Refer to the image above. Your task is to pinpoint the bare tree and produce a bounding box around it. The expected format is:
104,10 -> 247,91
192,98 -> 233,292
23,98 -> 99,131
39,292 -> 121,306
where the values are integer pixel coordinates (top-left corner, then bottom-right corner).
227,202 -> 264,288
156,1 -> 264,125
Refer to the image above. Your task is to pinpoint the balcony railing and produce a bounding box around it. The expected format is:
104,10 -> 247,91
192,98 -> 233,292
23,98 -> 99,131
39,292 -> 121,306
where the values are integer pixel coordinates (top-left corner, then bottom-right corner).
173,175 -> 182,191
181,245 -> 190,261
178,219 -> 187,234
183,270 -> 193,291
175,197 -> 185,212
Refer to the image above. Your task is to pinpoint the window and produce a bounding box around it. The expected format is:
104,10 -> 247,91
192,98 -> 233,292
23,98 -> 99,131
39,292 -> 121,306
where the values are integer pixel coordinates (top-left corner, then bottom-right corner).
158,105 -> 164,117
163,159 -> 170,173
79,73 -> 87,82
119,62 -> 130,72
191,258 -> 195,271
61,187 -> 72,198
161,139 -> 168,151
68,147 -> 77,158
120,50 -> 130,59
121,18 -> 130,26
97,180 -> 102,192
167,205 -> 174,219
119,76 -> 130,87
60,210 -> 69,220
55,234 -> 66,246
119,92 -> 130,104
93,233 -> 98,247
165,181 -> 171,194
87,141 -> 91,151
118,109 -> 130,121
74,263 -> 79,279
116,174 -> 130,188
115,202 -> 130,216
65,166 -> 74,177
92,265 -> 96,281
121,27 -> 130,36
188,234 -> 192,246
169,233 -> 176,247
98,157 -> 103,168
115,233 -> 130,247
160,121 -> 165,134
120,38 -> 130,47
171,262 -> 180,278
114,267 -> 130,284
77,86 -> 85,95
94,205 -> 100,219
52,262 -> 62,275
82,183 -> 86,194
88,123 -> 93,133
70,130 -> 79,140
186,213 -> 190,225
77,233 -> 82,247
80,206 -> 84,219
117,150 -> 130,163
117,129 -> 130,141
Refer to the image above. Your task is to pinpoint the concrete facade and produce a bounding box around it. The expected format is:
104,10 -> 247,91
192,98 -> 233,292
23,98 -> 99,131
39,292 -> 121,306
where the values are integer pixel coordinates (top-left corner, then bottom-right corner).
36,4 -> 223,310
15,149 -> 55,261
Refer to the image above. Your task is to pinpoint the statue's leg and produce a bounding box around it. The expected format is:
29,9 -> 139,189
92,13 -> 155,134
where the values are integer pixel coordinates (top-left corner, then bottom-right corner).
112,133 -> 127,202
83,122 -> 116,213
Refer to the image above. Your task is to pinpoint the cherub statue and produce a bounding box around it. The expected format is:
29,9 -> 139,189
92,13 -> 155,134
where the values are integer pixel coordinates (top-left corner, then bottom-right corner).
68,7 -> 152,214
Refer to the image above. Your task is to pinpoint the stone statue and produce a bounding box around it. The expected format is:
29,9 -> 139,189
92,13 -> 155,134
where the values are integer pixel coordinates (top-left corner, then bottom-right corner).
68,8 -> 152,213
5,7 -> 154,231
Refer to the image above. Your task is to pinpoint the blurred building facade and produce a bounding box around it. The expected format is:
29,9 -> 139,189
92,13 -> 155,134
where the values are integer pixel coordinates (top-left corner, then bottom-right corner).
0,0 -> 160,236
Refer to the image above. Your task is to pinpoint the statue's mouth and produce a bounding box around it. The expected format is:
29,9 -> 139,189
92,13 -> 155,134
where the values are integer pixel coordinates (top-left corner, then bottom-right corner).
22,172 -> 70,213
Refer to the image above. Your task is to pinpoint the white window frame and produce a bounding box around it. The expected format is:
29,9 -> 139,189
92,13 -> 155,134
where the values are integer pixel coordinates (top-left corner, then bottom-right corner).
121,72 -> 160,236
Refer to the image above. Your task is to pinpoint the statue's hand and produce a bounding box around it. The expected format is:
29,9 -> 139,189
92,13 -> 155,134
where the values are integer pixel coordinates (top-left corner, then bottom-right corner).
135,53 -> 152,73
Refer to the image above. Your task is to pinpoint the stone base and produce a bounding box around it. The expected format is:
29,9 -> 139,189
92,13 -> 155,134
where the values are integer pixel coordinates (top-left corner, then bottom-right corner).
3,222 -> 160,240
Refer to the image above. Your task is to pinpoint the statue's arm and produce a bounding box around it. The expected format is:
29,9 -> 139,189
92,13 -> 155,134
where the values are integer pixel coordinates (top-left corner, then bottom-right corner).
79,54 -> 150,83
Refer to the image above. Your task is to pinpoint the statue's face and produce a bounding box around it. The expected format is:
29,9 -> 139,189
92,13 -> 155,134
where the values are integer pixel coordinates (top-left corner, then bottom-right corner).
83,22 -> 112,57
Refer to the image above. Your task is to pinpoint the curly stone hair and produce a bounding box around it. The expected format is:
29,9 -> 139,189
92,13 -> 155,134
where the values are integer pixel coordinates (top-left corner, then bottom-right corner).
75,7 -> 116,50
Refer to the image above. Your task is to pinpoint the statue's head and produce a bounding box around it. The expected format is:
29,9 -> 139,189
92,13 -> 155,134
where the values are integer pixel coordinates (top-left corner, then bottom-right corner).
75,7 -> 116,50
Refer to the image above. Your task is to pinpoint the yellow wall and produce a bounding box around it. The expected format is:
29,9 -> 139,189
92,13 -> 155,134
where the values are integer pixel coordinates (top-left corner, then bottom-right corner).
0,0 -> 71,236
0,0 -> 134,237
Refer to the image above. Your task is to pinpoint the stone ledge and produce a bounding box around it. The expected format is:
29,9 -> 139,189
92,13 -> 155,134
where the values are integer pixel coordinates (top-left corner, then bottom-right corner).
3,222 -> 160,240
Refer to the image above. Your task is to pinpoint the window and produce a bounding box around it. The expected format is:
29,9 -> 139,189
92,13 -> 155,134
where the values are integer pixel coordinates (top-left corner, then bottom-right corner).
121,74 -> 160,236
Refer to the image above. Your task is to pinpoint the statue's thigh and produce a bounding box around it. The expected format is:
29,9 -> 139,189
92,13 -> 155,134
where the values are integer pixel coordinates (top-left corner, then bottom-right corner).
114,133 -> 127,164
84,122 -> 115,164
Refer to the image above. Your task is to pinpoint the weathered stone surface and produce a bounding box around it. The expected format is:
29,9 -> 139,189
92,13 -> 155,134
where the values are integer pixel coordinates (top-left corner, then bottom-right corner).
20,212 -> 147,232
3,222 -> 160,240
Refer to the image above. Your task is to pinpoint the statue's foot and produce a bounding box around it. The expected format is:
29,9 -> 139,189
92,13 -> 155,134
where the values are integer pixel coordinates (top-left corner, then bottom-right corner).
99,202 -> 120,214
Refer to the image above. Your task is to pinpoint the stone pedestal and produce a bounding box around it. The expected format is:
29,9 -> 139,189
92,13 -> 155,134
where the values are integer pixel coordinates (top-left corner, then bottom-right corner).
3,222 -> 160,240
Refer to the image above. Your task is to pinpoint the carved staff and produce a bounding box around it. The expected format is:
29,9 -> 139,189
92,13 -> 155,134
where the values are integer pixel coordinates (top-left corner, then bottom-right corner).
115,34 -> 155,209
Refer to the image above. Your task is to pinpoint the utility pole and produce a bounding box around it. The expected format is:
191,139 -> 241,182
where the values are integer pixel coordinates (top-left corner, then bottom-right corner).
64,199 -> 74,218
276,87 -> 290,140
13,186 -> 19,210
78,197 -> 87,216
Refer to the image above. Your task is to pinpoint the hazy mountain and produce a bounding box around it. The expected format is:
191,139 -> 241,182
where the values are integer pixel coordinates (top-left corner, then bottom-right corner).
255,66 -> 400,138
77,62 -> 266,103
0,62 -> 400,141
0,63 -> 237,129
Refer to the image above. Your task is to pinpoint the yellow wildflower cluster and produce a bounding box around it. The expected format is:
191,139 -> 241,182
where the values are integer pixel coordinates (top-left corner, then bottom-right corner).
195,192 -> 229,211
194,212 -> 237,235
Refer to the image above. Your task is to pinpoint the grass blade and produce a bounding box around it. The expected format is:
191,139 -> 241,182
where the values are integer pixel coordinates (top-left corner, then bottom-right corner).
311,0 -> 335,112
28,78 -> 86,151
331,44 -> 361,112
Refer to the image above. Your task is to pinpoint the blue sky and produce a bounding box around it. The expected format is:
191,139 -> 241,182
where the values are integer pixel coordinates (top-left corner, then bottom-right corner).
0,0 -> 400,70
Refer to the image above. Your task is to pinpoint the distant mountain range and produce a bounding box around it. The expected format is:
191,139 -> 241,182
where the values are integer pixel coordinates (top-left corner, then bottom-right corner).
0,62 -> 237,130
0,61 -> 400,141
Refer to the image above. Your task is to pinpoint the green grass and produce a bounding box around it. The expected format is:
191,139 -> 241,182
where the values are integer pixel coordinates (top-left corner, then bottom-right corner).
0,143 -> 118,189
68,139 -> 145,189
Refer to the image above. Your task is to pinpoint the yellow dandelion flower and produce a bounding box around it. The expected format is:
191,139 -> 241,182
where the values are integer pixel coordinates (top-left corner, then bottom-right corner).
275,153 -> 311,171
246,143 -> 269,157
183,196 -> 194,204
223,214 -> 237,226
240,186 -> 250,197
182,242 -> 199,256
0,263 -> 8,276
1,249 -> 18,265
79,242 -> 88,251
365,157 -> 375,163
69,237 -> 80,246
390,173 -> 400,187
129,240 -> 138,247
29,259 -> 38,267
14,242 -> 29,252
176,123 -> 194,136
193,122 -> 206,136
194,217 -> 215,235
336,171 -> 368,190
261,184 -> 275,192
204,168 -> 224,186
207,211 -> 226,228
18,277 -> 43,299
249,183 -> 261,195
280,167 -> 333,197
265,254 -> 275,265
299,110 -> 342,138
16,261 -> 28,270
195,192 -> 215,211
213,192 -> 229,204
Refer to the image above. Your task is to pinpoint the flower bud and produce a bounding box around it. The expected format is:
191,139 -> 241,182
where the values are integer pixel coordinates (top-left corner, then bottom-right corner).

□ □ □ □ □ □ □

Recast the entries above as a JSON list of strings, one string per line, from the first line through the line containing "175,197 -> 185,212". Leave out any blank lines.

■ Solution to this exercise
[
  "Refer to the image above. Your task is to pinpoint the bare tree and produce a bounding box around it. The expected format is:",
  "104,10 -> 247,91",
  "192,98 -> 233,292",
  "23,98 -> 99,131",
  "39,292 -> 121,306",
  "where the values are integer pixel coordinates (top-left corner, then bottom-right corner).",
  "227,202 -> 264,288",
  "156,1 -> 264,125",
  "Refer to the image above. Your task is to pinpoint the balcony railing and produce a bounding box around it. The expected format is:",
  "104,10 -> 247,91",
  "192,98 -> 233,292",
  "23,98 -> 99,131",
  "39,292 -> 121,306",
  "where the values are integer pixel coordinates (top-left corner, then bottom-right corner).",
  "173,175 -> 182,191",
  "181,245 -> 190,261",
  "178,219 -> 187,234",
  "183,270 -> 193,291",
  "175,197 -> 185,212"
]